Spanish II for the Workplace

Spanish II for the Workplace

Nearly all of the six week themes reflect and support the small learning communities at Casa Grande High School; Health Careers; Arts, Design and Media; Culinary Academics Travel Events Resources; Justice Environment Teaching; and Science Technology and Engineering as well as Regional Occupational Program courses.

Six week themes and related projects/activities;

Every activity has been designed to address as many of the foreign language standards as possible - reading, writing, speaking and listening. Each project/activity is designed to provide an opportunity to learn and practice as many skills related to careers as possible. This learning experience begins with the student interpreting the assignment goal and theme, a plan, the execution of the plan and a final project to be presented for evaluation. Planning, which includes pacing of a project, responsibilities of the various team members and organization are strongly emphasized. Projects are often done in pairs or teams. Students are graded on individual performance.

Vocations -

* poster of a job announcement

* SRJC presentation on professions/careers, educational paths/options as related to potential future income and lifestyle choices

Business -

* chocolate tasting

* calacas building (clay skeletons)

* fair trade commercial

* poster of business process - the bean to the bar (chocolate)

Media and arts -

* games to introduce a profession - primary responsibilities and relevant vocab

* debate about a commercial - is it honest or not?

Public service -

* DVD/pod cast “day in the life of”

Health -

* medical scenarios

* health care speaker

Hospitality -

* food catering to classmates with presentation

* design a brochure with various vacation packages - sell one to the teacher

* SRJC summer volunteer opportunities for students - how to get units/credit

Student work permits

Petaluma Youth Services will lead students from Spanish II for the Workplace through the required workshop for work permits in Petaluma.

Donations

A number of the projects are dependent on donations - in particular the chocolate and calacas projects. Student committees will be responsible for donation requests. Please see the list with other requests on the site

Oral and written exams

The oral and written exams in Spanish II for the workplace are extensions of the six week theme and its projects and activities. The prompts are also tied to the grammatical concepts the students have learned and practiced.

An example prompt for a written essay for the health unit-Recount the events in the medical skit you presented with your tablemates. What went well and what did not? How would you change it?

* [Questions]:
1. Name every six week theme heading listed in the Spanish II for the Workplace course description.
2. According to the Spanish II for the Workplace course description, which organization will lead students through the required workshop for work permits?
3. Continue the Spanish II for the Workplace course description from its last sentence.
The material that comes next has no connection to the Spanish II for the Workplace course description.

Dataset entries
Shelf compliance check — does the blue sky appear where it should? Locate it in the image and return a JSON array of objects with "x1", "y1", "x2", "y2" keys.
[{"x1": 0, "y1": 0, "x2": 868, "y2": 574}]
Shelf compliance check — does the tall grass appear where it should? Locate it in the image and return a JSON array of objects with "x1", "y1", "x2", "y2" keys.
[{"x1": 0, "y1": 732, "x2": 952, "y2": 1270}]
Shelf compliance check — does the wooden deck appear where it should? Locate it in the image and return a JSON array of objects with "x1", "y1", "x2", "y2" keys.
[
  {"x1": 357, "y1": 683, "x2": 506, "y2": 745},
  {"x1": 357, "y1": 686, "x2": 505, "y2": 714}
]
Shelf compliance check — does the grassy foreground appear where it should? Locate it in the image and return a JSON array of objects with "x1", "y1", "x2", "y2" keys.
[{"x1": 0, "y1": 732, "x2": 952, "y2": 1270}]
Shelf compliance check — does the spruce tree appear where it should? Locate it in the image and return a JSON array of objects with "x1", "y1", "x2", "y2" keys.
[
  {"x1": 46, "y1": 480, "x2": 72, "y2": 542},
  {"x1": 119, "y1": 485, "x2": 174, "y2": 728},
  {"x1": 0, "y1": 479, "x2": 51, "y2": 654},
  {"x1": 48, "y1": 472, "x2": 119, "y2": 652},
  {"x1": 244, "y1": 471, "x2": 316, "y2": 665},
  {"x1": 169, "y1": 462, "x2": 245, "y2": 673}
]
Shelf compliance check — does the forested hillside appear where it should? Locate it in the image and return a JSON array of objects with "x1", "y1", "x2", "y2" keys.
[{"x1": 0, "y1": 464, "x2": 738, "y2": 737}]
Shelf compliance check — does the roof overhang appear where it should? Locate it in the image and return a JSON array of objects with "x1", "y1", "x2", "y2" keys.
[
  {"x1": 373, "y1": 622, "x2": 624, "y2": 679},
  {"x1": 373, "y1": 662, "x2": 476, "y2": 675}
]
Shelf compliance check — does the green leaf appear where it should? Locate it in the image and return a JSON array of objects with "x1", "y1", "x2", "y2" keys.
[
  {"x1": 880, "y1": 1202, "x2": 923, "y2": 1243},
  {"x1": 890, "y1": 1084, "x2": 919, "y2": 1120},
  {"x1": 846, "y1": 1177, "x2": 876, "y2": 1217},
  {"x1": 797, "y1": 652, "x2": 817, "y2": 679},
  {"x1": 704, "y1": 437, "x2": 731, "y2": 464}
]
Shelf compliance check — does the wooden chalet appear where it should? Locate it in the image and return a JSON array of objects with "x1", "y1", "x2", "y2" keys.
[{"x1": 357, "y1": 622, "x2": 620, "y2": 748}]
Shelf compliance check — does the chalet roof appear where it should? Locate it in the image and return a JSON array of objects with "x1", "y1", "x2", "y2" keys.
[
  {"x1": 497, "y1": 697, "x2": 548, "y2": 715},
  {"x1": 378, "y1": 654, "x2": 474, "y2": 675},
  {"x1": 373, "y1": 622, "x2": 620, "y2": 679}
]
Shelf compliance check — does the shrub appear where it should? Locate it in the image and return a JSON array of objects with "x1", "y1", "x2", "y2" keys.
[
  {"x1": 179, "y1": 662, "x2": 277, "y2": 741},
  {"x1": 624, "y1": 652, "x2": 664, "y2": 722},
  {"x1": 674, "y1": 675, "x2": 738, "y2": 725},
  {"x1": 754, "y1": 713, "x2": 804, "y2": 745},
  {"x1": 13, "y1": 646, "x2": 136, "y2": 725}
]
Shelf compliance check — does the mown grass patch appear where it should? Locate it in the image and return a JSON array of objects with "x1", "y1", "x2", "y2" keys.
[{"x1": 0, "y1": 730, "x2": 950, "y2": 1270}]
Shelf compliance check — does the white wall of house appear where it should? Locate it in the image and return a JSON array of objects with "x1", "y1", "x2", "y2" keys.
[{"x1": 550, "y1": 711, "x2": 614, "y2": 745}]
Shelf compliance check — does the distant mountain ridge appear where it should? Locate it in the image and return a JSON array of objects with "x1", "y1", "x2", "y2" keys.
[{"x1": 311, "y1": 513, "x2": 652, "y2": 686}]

* [Answers below]:
1. Vocations, Business, Media and arts, Public service, Health, Hospitality

2. Petaluma Youth Services.

3.
An example for an oral exam for the public services unit; Imagine you want to be a firefighter and I am interviewing you for the job - What have you done to prepare yourself to be a firefighter? I would expect a brief description of education needed to become a firefighter and some examples of volunteer/intern work a person could do to enhance their chances of successfully completing the interview and being offered a position. This information would have been part of a previous class activity/project.

grammar exams

All level II Spanish students take the same six week and a final grammar exam each semester.

Grammar concepts for Spanish II/Spanish II for the Workplace

First six week grading period

Review of Spanish I concepts

Second six week grading period

Irregular present tense and irregular preterit tense, the imperative “tu”, possessive adjectives

Third six week grading period

Prepositions, imperfect tense, imperative of “usted”, direct objects, reflexive verbs

Fourth six week grading period

Superlative adverbs, ordinal numbers, the present and imperfect perfect tenses, double object pronouns, unintentional events, expressions of time

Fifth six week grading period

Present, preterit and imperfect progressive tenses, preterit versus the imperfect tenses, “ser versus estar” review

Sixth six week grading period

“Por versus para”, relative pronouns, “saber versus conocer”, preparation for final exam -

Six week letters

I usually try to have the students write a letter at the end of each six week grading period to parents/guardians in English or the language of the house and one to me in Spanish. The purpose of the letter is for the students to reflect on what they actually have learned - the process they went through and activities that provided practice to learn in the past six weeks, congratulate themselves on work well done and comment and work to be improved. It is accountability too to you and me. The letter to me also provides a writing sample in Spanish. Please sign the letters your student brings home over the year - they are worth credit for their grades.